Rewrite these lines as a numbered list, dropping any blank lines.

## STORED DATA
::::::

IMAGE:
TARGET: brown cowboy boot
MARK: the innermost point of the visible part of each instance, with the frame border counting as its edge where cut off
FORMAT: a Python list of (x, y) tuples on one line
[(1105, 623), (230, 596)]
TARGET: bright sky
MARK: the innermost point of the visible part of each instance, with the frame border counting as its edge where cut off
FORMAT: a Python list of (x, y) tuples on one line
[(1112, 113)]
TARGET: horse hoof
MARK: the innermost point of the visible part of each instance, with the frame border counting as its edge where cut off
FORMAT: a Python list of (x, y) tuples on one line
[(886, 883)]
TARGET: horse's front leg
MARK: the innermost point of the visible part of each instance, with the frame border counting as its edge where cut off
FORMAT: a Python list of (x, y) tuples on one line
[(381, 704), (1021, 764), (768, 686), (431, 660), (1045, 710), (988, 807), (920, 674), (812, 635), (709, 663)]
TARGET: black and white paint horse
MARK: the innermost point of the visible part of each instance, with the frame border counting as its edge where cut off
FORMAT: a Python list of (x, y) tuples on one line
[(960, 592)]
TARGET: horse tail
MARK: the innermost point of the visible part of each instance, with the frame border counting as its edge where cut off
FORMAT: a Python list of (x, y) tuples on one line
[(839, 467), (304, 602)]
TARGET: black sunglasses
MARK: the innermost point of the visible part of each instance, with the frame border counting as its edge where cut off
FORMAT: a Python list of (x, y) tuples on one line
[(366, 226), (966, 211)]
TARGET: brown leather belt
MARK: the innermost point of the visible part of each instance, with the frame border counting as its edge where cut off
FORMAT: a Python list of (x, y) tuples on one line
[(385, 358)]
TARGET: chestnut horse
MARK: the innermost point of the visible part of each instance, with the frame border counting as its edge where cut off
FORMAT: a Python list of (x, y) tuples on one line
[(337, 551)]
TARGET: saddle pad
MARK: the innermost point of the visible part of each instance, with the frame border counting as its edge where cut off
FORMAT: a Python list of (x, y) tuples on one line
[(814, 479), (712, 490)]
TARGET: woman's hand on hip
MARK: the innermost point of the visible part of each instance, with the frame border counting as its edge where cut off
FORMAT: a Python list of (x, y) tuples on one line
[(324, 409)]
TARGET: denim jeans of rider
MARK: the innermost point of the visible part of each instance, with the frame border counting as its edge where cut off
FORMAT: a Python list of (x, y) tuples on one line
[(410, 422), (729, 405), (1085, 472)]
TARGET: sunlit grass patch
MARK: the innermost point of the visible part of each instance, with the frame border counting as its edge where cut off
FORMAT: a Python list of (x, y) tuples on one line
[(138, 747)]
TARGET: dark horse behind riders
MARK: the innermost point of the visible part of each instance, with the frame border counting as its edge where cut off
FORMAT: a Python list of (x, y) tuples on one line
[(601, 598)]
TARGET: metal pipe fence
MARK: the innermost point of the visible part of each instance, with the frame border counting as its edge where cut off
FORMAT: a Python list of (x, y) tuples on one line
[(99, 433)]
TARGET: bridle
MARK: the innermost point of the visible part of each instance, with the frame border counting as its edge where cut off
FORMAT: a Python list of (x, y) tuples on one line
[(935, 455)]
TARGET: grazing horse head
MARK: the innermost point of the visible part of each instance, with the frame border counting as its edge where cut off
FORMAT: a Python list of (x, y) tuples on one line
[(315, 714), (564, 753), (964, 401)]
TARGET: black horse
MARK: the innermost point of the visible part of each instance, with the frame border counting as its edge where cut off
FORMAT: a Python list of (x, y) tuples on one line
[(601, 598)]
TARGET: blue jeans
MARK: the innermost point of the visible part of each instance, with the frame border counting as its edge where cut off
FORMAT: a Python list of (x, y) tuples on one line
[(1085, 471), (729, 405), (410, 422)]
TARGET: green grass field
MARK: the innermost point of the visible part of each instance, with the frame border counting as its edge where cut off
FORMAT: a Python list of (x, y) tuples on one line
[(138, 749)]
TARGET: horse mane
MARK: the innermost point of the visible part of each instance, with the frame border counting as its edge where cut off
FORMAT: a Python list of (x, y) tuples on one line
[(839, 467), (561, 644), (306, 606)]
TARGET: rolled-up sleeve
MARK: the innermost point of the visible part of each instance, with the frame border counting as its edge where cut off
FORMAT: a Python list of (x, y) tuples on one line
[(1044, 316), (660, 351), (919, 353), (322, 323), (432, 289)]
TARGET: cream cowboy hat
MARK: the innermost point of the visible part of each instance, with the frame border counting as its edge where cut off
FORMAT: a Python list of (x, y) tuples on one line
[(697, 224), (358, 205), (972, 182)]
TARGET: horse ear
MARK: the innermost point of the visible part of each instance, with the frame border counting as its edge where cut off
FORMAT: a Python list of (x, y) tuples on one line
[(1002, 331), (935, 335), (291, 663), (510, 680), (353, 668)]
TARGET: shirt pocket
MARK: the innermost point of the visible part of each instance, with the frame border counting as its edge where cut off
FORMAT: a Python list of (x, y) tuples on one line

::::::

## WORKED SOLUTION
1. IMAGE:
2. TARGET: brown cowboy boot
3. MARK: the innermost point of the visible part of each instance, with the frame border counting as its edge where cut off
4. FORMAT: a Python list of (x, y) tuples on one line
5. [(1105, 623), (230, 596)]
6. TARGET: bright sky
7. MARK: the innermost point of the visible part of each instance, with the frame border counting as its edge where cut off
8. FORMAT: a Python list of (x, y) tuples on one line
9. [(1112, 113)]
10. TARGET: horse hoof
11. MARK: the innermost point of the visible part of each instance, with the frame border counting as its edge where cut off
12. FORMAT: a Python list of (x, y) tuples on one line
13. [(886, 883)]
14. TARGET: horse's front leg
15. MARK: the innermost point of the visible part of each instance, with the frame border counting as its edge where cut off
16. FORMAT: a Python list of (x, y) tuples on one line
17. [(381, 704), (1021, 764), (768, 686), (431, 660), (1045, 710), (988, 807), (920, 674), (812, 635), (709, 663)]
18. TARGET: black and white paint horse
19. MARK: the innermost point of the visible part of each instance, with the frame border counting as its edge where cut off
20. FORMAT: a Python list of (x, y) tuples on one line
21. [(960, 592)]
22. TARGET: horse tail
23. MARK: the innermost point of the visible part of each instance, with the frame border counting as its edge where cut off
24. FORMAT: a Python list of (x, y) tuples on one line
25. [(839, 467), (304, 602)]
26. TARGET: black sunglasses
27. MARK: the innermost point of the visible part of each instance, with the frame border counting as its edge where cut off
28. FORMAT: a Python list of (x, y) tuples on one line
29. [(366, 226), (966, 211)]
30. TARGET: brown leather belt
31. MARK: the innermost point of the visible part of each instance, with the frame border counting as its edge where cut off
32. FORMAT: a Python list of (x, y) tuples on one line
33. [(385, 358)]
34. TARGET: chestnut horse
35. MARK: the innermost point of the visible part of each instance, with the frame border counting as its edge where cut off
36. FORMAT: a Python list of (x, y) tuples on one line
37. [(337, 551)]
38. TARGET: saddle pad
39. MARK: the innermost point of the visible part of each instance, with the frame border counting as its edge where cut off
40. FORMAT: a Python list of (x, y) tuples on one line
41. [(814, 479), (712, 490)]
42. TARGET: woman's hand on hip
43. MARK: the innermost point of the visible part of each instance, with the frame border counting as its edge where cut off
44. FORMAT: a Python list of (x, y) tuples on one line
45. [(324, 409)]
46. TARGET: denim jeans of rider
47. MARK: the innermost point of the visible part of each instance, with the frame border counting as its edge where cut off
48. FORMAT: a Python list of (x, y) tuples on one line
49. [(410, 422), (729, 405), (1085, 472)]
50. TARGET: sunlit grass patch
51. MARK: the innermost point of the visible part of each instance, with the frame border counting as its edge where cut off
52. FORMAT: a Python list of (x, y) tuples on one line
53. [(138, 747)]
54. TARGET: dark horse behind riders
55. MARK: the innermost point of the visible part of each instance, with the frame border counting as its edge where cut off
56. FORMAT: a Python list of (x, y) tuples on one line
57. [(601, 598)]
58. TARGET: metal pipe fence
59. MARK: the innermost point of the visible part of each instance, with the frame border counting as its edge where cut off
60. FORMAT: a Python list of (x, y) tuples on one line
61. [(99, 433)]
62. TARGET: bridle
63. MARK: the innermost point of the visible part of each instance, with the frame border counting as its edge where cut off
64. FORMAT: a Python list of (x, y) tuples on one line
65. [(935, 455)]
66. TARGET: grazing horse head
67. MARK: the innermost point of the visible part of each instance, with the frame border counting as its edge where cut off
68. FORMAT: a Python list of (x, y) tuples on one line
69. [(315, 714), (564, 753), (964, 401)]
70. TARGET: black horse
71. MARK: the innermost point of the visible part of each instance, with the frame border counting as its edge where cut off
72. FORMAT: a Python list of (x, y) tuples on one line
73. [(601, 598)]
74. TARGET: blue jeans
75. MARK: the innermost point of the visible part of each instance, with the frame border counting as its edge where cut off
76. FORMAT: a Python list of (x, y) tuples on one line
77. [(1085, 471), (729, 405), (410, 422)]
78. TARGET: green grass field
79. MARK: the innermost point of the visible part of each instance, with the frame border counting as its edge where cut off
80. FORMAT: a Python list of (x, y) tuples on one line
81. [(138, 749)]
82. TARGET: horse mane
83. MARK: the innermost point of the visible part of each instance, with the frame border counting as its edge where cut off
84. FORMAT: a Python list of (x, y) tuples on one line
85. [(839, 467), (561, 644), (306, 606)]
86. TARGET: rolled-up sleeve
87. MARK: the innermost point of the visible part of each instance, with the frame border counting as its edge where cut off
88. FORMAT: a Python list of (x, y) tuples on one line
89. [(1044, 316), (660, 351), (919, 353), (322, 323), (432, 289)]
90. TARGET: cream cowboy hat
91. MARK: the innermost point of the visible part of each instance, with the frame border counting as its edge where cut off
92. FORMAT: a Python list of (x, y) tuples on one line
93. [(697, 224), (358, 205), (972, 182)]
94. TARGET: horse ear
95. MARK: the innermost point of the visible part of each instance, with the frame border counting as its edge where cut off
96. FORMAT: a Python list of (x, y) tuples on one line
97. [(1002, 331), (935, 335), (291, 663), (510, 680), (353, 668)]
98. TARGET: shirt pocket
99. MARK: the innermost point of the visible part of each instance, with the frame border counting as its edge where cut off
100. FORMAT: a Python list of (x, y) tuples on one line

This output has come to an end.